_TEXTE CHOISI:_
▼

Escapade dans les tourbières de l'Entlebuch
Infos pratiques
Derrière nous, les nuages s’ouvrent lentement pour laisser apparaître les doux reliefs verdoyants de l’Entlebuch. Située entre Lucerne, Berne et Interlaken, cette longue vallée se caractérise par des paysages d’une beauté rare. C’est une succession de collines, de charmants villages et de quelques bourgs plus importants, comme Entlebuch et Schüpfheim, d’où le regard porte loin dans les vallons latéraux, parsemés de champs fraîchement fauchés qui témoignent d’une activité paysanne encore bien présente.
En 2001, ce coin de Suisse a été désigné par l’Unesco comme réserve de biosphère. Divisées en trois secteurs – un noyau, une zone tampon et une zone de transition –, ces régions s’engagent à faire voisiner agriculture et tourisme dans une optique durable qui doit profiter à la population.
Balade au fil de l’eau
L’un des points forts de la Biosphère de l’Entlebuch, ce sont ses tourbières, ces milieux humides recelant une précieuse biodiversité. Un itinéraire de grande randonnée leur est consacré: c’est le Moorlandschaftspfad, ou «sentier des tourbières», un périple couvrant 80 km en cinq étapes. Notre balade du jour suit la quatrième. Elle commence à Gfellen, sur les hauteurs d’Entlebuch, pour nous mener à Stäldeli. Au programme, 14 km de marche entre bois et plateaux alpins, auxquels la végétation particulière de ces biotopes confère une atmosphère unique en son genre.

▲

_DONNÉES FOURNIES:_
▼

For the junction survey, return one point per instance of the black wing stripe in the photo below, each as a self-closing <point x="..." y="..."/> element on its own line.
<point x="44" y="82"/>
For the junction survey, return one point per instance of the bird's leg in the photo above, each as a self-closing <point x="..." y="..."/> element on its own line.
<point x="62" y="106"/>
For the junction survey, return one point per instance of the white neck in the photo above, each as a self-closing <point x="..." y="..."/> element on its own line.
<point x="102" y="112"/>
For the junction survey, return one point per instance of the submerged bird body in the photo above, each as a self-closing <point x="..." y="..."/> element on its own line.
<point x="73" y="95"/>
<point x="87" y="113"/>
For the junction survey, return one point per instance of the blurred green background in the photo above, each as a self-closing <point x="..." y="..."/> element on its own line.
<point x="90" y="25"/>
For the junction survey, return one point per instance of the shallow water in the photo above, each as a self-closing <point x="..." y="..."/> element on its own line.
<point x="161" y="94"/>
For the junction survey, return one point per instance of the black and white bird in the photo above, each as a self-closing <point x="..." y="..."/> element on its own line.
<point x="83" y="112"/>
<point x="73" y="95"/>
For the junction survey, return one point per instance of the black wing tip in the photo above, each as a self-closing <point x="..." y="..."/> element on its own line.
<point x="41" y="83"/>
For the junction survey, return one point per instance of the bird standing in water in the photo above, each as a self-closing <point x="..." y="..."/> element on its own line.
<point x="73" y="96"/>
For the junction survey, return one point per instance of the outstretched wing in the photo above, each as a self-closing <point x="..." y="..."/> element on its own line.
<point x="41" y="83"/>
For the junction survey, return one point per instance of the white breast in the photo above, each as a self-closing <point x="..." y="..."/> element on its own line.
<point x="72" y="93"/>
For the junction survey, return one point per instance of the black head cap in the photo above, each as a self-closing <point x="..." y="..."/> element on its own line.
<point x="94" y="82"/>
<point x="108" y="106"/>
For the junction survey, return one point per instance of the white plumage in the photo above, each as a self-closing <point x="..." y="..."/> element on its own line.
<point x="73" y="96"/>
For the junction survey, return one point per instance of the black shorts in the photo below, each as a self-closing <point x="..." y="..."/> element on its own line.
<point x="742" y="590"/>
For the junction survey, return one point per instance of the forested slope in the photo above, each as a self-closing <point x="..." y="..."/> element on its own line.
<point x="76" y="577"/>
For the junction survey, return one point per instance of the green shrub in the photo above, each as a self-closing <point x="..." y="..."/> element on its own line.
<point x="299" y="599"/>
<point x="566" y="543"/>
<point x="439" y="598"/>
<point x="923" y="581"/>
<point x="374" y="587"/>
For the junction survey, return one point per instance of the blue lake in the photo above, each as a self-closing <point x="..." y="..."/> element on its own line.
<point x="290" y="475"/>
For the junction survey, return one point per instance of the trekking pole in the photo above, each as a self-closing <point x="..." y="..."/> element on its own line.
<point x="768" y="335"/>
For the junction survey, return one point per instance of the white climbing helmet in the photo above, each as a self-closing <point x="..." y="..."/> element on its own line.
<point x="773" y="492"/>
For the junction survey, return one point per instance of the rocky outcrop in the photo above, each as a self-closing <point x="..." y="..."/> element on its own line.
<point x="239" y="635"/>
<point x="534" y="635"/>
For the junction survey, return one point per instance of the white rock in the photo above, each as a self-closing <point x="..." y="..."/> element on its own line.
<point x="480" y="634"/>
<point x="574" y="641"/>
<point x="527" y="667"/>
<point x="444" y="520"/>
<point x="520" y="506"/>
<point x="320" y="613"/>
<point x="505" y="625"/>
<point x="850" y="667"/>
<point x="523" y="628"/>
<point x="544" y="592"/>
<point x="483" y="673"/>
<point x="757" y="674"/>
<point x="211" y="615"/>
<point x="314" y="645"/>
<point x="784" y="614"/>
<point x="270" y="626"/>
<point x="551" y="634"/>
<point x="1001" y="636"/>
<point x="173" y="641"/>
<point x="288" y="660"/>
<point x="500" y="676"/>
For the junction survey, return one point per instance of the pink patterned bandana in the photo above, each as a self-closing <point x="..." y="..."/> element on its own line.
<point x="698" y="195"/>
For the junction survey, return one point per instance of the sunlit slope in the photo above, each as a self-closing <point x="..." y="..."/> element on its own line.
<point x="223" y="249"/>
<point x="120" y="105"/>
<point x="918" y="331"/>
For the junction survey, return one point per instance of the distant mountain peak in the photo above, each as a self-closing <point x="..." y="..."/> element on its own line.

▲

_CONSIGNES:_
1. Réécrivez le passage du texte sur l'Entlebuch allant de «En 2001, ce» jusqu'à «à la population.», en substituant «élevage» à «agriculture».
2. D'après le texte sur l'Entlebuch, quelle distance couvre le Moorlandschaftspfad, et en combien d'étapes ?
Ces données proviennent d'une autre source.

_RÉPONSES RÉDIGÉES:_
1.
En 2001, ce coin de Suisse a été désigné par l’Unesco comme réserve de biosphère. Divisées en trois secteurs – un noyau, une zone tampon et une zone de transition –, ces régions s’engagent à faire voisiner élevage et tourisme dans une optique durable qui doit profiter à la population.

2. Il couvre 80 km en cinq étapes.